## Exercise directions
Transcribe verbatim every line from the line containing "phrase -- wardrobe top edge" to the end of the entries, including both endpoints. Output nothing beyond those lines.

## Listed entries
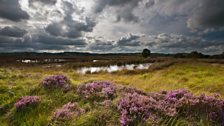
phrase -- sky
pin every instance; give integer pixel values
(112, 26)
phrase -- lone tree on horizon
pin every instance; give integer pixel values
(146, 53)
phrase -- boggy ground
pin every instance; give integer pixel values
(22, 80)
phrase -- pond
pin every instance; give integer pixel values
(113, 68)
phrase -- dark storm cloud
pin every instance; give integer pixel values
(209, 14)
(52, 40)
(11, 10)
(99, 46)
(129, 40)
(12, 32)
(45, 1)
(69, 27)
(124, 8)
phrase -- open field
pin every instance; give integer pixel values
(17, 80)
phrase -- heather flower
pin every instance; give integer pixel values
(107, 103)
(57, 81)
(68, 111)
(27, 101)
(102, 89)
(135, 106)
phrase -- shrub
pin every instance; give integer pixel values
(102, 89)
(27, 101)
(68, 111)
(57, 81)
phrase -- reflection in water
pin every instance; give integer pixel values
(113, 68)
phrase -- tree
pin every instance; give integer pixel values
(146, 53)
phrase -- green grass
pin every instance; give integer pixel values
(16, 82)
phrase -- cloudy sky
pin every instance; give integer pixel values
(102, 26)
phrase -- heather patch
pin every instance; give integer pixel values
(27, 101)
(57, 81)
(98, 90)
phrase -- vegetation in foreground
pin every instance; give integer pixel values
(45, 101)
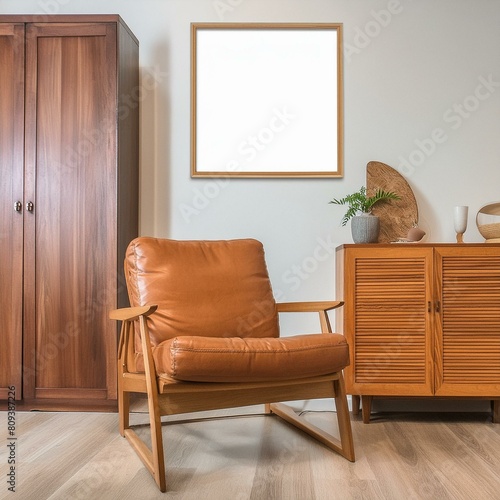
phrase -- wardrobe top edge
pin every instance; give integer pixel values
(65, 18)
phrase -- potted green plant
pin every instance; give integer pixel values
(364, 226)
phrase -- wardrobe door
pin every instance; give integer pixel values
(11, 206)
(70, 242)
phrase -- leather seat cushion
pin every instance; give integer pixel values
(235, 359)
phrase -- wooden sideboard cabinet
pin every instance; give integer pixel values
(421, 320)
(69, 132)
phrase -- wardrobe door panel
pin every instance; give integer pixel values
(11, 206)
(71, 181)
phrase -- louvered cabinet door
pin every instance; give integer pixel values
(468, 321)
(387, 292)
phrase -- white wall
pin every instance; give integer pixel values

## Exercise solution
phrase -- wardrobe top edge
pin every instance; give integer pixel values
(65, 18)
phrase -- potted green plant
pin every instance; give integer pixel values
(364, 226)
phrase -- wardrobe door
pin every instance; give integer pixel values
(11, 206)
(70, 242)
phrase -- leather seat cushion
pin every instance; give integer pixel values
(235, 359)
phrase -- wooden sideboard cabinet
pin every instance; give integer pixel values
(421, 320)
(69, 132)
phrase -- wardrobe door panel
pin every instance; give integer pixel values
(11, 206)
(71, 181)
phrase -- louvered cabinet door
pin every instance; give integer pixel values
(468, 321)
(387, 292)
phrase -- white wall
pin every instance; give integer pixel values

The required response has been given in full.